TO BE DONE —
Please copy out every one of the following lines word for word, keeping each character and space unchanged.

DATA FOR THIS TASK —
********************

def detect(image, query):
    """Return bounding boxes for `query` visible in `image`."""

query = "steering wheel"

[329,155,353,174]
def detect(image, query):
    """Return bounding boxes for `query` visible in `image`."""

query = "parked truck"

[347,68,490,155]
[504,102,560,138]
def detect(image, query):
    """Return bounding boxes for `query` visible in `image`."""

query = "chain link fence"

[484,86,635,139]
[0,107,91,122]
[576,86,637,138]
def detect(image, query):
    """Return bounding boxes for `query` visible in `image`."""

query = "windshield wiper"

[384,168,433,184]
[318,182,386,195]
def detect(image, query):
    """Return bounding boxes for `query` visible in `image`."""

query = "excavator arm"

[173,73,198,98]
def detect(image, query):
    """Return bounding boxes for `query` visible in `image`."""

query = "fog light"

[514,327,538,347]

********************

RESPONSE BELOW —
def detect(image, query):
    """Return bounding boxes for `query` visible in `image`."""

query = "steering wheel"

[329,155,353,174]
def detect(image, query):
    """Return bounding boxes for `query` visible in `image`."""

query = "parked truck"

[347,68,490,155]
[504,102,560,138]
def detect(image, query):
    """Return bounding boxes for `query` visible in `image`."""

query = "chain link fence"

[484,86,635,139]
[0,107,91,122]
[576,86,637,138]
def detect(image, query):
    """Return bounding boxes for `query` visible in `image`."""

query = "windshield wiper"

[384,168,433,184]
[318,182,386,195]
def detect(image, query):
    """Return bounding boxes for `query` visible in `image`."""

query = "excavator arm"

[173,73,198,98]
def detect(image, query):
    """Return bounding boxes for `query` visible in `image`."""

query = "fog light"

[514,327,538,347]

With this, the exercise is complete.